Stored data
..........
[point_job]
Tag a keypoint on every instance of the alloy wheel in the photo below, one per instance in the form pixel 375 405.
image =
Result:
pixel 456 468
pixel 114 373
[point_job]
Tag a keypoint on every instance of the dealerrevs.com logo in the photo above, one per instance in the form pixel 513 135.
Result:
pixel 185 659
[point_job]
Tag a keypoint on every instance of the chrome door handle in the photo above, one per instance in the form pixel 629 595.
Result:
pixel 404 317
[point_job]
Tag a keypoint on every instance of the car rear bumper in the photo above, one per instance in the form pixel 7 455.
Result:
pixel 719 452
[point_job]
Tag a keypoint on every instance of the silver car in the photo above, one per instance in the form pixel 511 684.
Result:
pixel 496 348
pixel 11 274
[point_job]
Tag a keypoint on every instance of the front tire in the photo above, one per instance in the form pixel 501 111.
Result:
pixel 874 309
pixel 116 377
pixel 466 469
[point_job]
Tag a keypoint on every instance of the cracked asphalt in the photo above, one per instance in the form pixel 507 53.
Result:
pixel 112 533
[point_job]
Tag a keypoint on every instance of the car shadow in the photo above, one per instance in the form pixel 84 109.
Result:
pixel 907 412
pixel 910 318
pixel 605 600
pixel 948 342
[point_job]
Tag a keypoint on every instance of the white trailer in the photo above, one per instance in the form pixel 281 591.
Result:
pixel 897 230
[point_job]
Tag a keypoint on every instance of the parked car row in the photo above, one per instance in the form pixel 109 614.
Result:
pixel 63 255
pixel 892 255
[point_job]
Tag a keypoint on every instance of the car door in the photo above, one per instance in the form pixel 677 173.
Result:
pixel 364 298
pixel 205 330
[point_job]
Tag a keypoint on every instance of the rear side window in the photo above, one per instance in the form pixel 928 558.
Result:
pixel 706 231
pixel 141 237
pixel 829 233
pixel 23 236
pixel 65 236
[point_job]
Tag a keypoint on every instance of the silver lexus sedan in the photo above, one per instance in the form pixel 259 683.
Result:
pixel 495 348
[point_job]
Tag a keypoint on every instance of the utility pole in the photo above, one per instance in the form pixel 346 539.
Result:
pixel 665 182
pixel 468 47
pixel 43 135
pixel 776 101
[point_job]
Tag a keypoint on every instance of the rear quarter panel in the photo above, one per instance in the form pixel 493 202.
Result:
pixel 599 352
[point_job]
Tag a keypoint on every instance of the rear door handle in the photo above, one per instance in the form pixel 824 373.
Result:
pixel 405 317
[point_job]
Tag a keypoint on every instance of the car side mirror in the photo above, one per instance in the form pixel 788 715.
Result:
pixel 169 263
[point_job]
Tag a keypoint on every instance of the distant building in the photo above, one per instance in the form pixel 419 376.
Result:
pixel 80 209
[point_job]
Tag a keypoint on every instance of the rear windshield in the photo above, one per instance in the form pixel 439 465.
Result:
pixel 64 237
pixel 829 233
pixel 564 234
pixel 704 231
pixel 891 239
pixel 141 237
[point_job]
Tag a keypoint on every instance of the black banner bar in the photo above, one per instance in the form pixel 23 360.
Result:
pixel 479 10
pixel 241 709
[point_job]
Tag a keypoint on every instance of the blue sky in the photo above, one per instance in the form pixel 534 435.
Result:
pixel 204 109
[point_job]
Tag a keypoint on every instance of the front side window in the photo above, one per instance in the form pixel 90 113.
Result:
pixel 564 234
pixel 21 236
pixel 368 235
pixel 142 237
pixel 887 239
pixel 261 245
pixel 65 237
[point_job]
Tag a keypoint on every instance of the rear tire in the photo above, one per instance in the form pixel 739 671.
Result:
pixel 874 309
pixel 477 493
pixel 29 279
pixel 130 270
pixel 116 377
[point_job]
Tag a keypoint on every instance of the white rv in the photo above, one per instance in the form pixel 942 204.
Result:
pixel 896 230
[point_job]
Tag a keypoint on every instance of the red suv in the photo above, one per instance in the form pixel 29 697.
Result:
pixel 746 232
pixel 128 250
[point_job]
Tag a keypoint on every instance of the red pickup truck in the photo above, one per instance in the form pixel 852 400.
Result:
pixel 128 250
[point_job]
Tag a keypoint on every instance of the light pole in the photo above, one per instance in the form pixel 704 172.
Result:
..........
** WHAT TO WORK ON **
All of the data above is to be transcribed without alteration.

** THE ANSWER **
[point_job]
Tag a keypoint on every instance of the alloy wheel in the photo below, one per instance in the form pixel 375 405.
image =
Result:
pixel 456 468
pixel 114 373
[point_job]
Tag a keypoint on every instance of the dealerrevs.com logo in the photo above, one per instance in the form pixel 513 135.
Result:
pixel 185 659
[point_job]
Tag a keypoint on every instance of the chrome door handle in the photo above, one per instance in the form pixel 629 595.
Result:
pixel 404 317
[point_job]
Tag a keypoint on every instance of the car rear bumper in the photo above, one per instance in the form pixel 7 455.
Result:
pixel 719 452
[point_job]
Tag a keypoint on every instance of the silver car in the photo above, one per instance in the form pixel 511 684.
Result:
pixel 496 348
pixel 11 274
[point_job]
Tag a keypoint on every instance of the front tire in the photo above, one per instance in the form pixel 501 111.
Result:
pixel 874 309
pixel 116 377
pixel 466 469
[point_job]
Tag a keypoint on every instance of the cracked asphalt in the photo above, one per instance in the form pixel 507 53.
Result:
pixel 112 533
[point_job]
Tag a keypoint on every instance of the car shadow in the photo above, one per instance in the form pixel 84 109.
Result:
pixel 907 412
pixel 910 318
pixel 605 600
pixel 948 342
[point_job]
Tag a keypoint on every instance of the white trailer in the photo above, one per instance in the form pixel 281 591.
Result:
pixel 897 230
[point_job]
Tag a keypoint on every instance of the parked car row in the photo above, one per instance in the form pixel 109 614.
Result:
pixel 63 255
pixel 892 255
[point_job]
Tag a keypoint on every instance of the car door in the photo above, one per instance in the form pixel 677 173.
Result:
pixel 364 298
pixel 205 330
[point_job]
Tag a keypoint on every instance of the rear side window in the photo above, one per instance in the form pixel 928 558.
Result:
pixel 706 231
pixel 141 237
pixel 829 233
pixel 23 236
pixel 65 236
[point_job]
Tag a keypoint on every instance of the silver lexus sedan in the photo above, one per instance in the form pixel 259 683.
Result:
pixel 495 348
[point_job]
Tag a keypoint on every instance of the utility pole in the photo above, one per instance in the form pixel 346 539.
Result:
pixel 665 182
pixel 468 47
pixel 43 135
pixel 776 101
[point_job]
Tag a keypoint on every instance of the rear quarter panel in the photo above, one per instance in the form pixel 493 202.
Result:
pixel 599 352
[point_job]
Tag a keypoint on every instance of the rear door handle in the photo above, one per instance in the form pixel 824 373.
Result:
pixel 405 317
[point_job]
Tag a keypoint on every instance of the car side mirror in the photo above, one per instance in the form pixel 788 715.
Result:
pixel 169 263
[point_job]
Tag a keypoint on every instance of the distant building in the photo above, one per instance in the form pixel 419 376.
Result:
pixel 80 209
[point_job]
Tag a keypoint on every instance of the rear windshield in the photo above, one per instance in the form pixel 439 465.
Result:
pixel 64 237
pixel 829 233
pixel 564 234
pixel 704 231
pixel 891 239
pixel 141 237
[point_job]
Tag a keypoint on every instance of the black banner bar in the photo above, one per instance in the form pixel 23 360.
Result:
pixel 479 10
pixel 241 709
[point_job]
Tag a keypoint on every instance of the blue sky in the photo above, one per instance in the form pixel 534 435.
Result:
pixel 204 109
[point_job]
Tag a keypoint on every instance of the front side window in the photo above, one per instance in the form pixel 90 113.
Result:
pixel 564 234
pixel 21 236
pixel 368 235
pixel 142 237
pixel 887 239
pixel 261 245
pixel 65 237
[point_job]
Tag a keypoint on every instance of the rear tire in the photo above, one per instance in the form pixel 739 671.
Result:
pixel 874 309
pixel 477 493
pixel 29 279
pixel 130 270
pixel 116 377
[point_job]
Tag a keypoint on every instance of the white rv in the photo above, one per instance in the form pixel 942 204.
Result:
pixel 896 230
[point_job]
Tag a keypoint on every instance of the red suv in the photo above, one per instance in the form pixel 29 697.
Result:
pixel 746 232
pixel 128 250
[point_job]
Tag a keypoint on every instance of the red pickup truck in the photo above, one per instance in the form pixel 852 400.
Result:
pixel 128 250
[point_job]
Tag a keypoint on every instance of the light pole in the photo above, one per instance in the form pixel 704 172.
Result:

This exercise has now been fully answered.